──────── Task input

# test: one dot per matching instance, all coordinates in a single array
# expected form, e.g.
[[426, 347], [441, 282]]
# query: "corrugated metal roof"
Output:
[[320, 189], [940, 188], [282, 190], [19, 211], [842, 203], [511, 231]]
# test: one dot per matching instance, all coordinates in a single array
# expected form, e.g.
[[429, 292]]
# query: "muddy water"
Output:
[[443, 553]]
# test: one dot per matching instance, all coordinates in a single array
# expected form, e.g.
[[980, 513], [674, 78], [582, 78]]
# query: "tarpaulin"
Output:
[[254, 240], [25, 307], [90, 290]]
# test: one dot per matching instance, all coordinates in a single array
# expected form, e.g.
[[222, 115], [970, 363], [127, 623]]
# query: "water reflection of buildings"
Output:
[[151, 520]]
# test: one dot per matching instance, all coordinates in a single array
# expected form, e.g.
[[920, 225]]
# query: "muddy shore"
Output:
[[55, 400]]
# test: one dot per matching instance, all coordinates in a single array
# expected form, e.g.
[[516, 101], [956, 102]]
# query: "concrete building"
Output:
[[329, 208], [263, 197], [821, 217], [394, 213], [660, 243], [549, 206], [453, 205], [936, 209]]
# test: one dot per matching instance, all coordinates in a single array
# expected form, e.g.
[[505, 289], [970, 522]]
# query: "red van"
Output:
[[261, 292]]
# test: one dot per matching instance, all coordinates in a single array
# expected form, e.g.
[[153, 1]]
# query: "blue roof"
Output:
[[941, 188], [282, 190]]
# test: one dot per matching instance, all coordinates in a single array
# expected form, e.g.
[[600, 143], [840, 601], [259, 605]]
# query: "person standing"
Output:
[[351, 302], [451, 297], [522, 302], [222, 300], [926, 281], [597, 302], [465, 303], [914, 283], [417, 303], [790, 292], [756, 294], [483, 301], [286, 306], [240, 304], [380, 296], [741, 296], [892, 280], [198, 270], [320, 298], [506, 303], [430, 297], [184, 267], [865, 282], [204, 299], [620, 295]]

────────────────

» **Activity**: Each line above needs to be repeated exactly, with nothing omitted.

» **Answer below**:
# test: one dot per matching instance, all coordinates in a single array
# expected form, e.g.
[[426, 347], [441, 282]]
# query: "corrugated metal roof"
Output:
[[320, 189], [940, 188], [282, 190], [19, 211], [842, 203], [511, 231]]
# test: one dot per matching instance, all coordinates in a single array
# expected form, e.g.
[[429, 292]]
# query: "muddy water"
Output:
[[443, 553]]
# test: one dot per matching instance, all coordinates in a single array
# expected form, e.g.
[[980, 513], [674, 78], [582, 78]]
# query: "tarpaulin"
Output:
[[254, 240], [25, 307], [90, 290]]
# test: one dot per matching instance, all coordinates in a single array
# expected form, e.g.
[[222, 115], [970, 363], [127, 623]]
# query: "water reflection of buildings"
Output:
[[151, 520]]
# test: one dot per matching instance, all coordinates in a single array
# expected form, e.g.
[[920, 225]]
# query: "muddy shore"
Output:
[[55, 400]]
# test: one dot per matching instance, all coordinates in a single array
# expected form, e.g.
[[516, 101], [956, 102]]
# query: "concrete building"
Output:
[[329, 208], [263, 197], [821, 217], [394, 213], [660, 243], [549, 206], [453, 205], [936, 209]]
# test: one dot per matching instance, all coordinates in a single array
# expected form, e.g.
[[505, 289], [970, 522]]
# query: "red van"
Output:
[[261, 292]]
# test: one dot per matching instance, all coordinates in a single array
# expected form, e.g.
[[153, 1]]
# query: "blue roof"
Output:
[[941, 188], [282, 190]]
# test: one dot per matching instance, all coordinates in a single array
# expected form, e.g.
[[600, 143], [840, 601], [259, 605]]
# query: "person standing"
Output:
[[351, 302], [451, 297], [522, 302], [222, 300], [926, 281], [597, 302], [465, 303], [914, 283], [417, 303], [790, 292], [756, 294], [483, 301], [286, 306], [240, 304], [380, 296], [741, 296], [892, 280], [198, 270], [320, 298], [506, 303], [430, 297], [184, 267], [865, 282], [204, 299], [620, 295]]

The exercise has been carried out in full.